# [DATA FOR THIS EXERCISE]
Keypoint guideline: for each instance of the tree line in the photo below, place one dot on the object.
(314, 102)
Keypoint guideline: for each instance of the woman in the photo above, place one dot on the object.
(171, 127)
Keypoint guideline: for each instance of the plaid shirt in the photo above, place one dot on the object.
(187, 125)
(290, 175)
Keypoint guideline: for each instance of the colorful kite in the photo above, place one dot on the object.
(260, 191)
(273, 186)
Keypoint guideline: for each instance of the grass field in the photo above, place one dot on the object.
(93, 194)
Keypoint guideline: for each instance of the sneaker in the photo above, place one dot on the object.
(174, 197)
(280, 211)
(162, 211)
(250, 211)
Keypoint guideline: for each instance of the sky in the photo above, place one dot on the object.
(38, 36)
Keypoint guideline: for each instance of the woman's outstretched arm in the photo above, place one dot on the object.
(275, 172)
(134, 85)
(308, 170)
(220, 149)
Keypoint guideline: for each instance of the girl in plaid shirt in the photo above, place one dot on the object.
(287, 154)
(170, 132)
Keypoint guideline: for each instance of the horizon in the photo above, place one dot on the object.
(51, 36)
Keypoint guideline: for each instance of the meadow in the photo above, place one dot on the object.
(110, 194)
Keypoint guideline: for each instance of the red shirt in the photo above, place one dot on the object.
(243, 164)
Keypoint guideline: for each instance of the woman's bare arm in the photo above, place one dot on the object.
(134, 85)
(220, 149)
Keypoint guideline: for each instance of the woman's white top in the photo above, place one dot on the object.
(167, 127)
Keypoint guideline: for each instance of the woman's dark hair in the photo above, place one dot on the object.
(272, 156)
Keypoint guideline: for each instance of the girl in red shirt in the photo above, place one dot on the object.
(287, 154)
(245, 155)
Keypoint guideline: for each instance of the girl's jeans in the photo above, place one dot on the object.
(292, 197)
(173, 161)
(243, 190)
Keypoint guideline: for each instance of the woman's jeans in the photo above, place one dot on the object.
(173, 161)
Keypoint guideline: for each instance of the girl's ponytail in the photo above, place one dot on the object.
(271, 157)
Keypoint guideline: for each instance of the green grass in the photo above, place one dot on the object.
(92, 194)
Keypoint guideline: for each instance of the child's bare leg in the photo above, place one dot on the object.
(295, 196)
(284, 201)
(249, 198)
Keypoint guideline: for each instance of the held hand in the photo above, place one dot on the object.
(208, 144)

# [WHAT THE EXERCISE ASKS]
The material above must be returned in full, exactly as written.

# [ANSWER BOX]
Keypoint guideline: for each instance of the tree line in the photo below, place one dot on the object.
(314, 102)
Keypoint guideline: for each instance of the woman in the photo above, place one dot on the object.
(171, 127)
Keypoint guideline: for each instance of the plaid shirt in the photo above, place one dot on the object.
(187, 125)
(290, 175)
Keypoint guideline: for each instance of the colorful kite in the photo above, place one dot on the object.
(260, 191)
(273, 186)
Keypoint guideline: for each instance of the grass field in the photo above, place one dot on the object.
(93, 194)
Keypoint guideline: for each instance of the sneaker in the photo above, place one dot on the object.
(174, 197)
(280, 211)
(162, 211)
(250, 211)
Keypoint guideline: for each instance of the sky in the photo above, place one dot on the object.
(38, 36)
Keypoint guideline: for each instance of the woman's outstretched arm in the photo above, place one dot on the object.
(275, 172)
(134, 85)
(308, 170)
(220, 149)
Keypoint guideline: for each instance of the girl in plaid shirt in the photo above, place one dot on the object.
(287, 154)
(170, 132)
Keypoint guideline: for each instance of the horizon in the photo above, place one dot on the object.
(51, 36)
Keypoint guideline: for each instance of the meadow in the photo above, place one dot on the object.
(110, 194)
Keypoint guideline: for each instance of the red shirt in the photo above, place one dot on the object.
(243, 164)
Keypoint guideline: for each instance of the woman's bare arm in the photo above, place one dot on the object.
(134, 85)
(220, 149)
Keypoint guideline: for each instance of the woman's white top in the photo above, place one dot on the object.
(167, 127)
Keypoint guideline: for each instance of the woman's dark hair in the photo above, place one dot on the object.
(272, 156)
Keypoint guideline: for each instance of the girl in red shirt in the photo above, place one dot on the object.
(287, 154)
(245, 155)
Keypoint guideline: for each instance of the girl's jeans in the photo above, place one dot on the object.
(292, 197)
(173, 161)
(243, 190)
Keypoint guideline: for each instance of the woman's jeans in the photo above, place one dot on the object.
(173, 161)
Keypoint guideline: for each instance of the girl's ponytail in the photo above, place one dot on the object.
(271, 157)
Keypoint guideline: for each instance of the green grass in the photo above, place one dot on the object.
(92, 194)
Keypoint guideline: for each instance of the child's bare leg in the photo above, place one dot on the object.
(295, 196)
(284, 201)
(249, 198)
Keypoint guideline: for each instance of the held hand in the photo above, place one dot on the object.
(208, 144)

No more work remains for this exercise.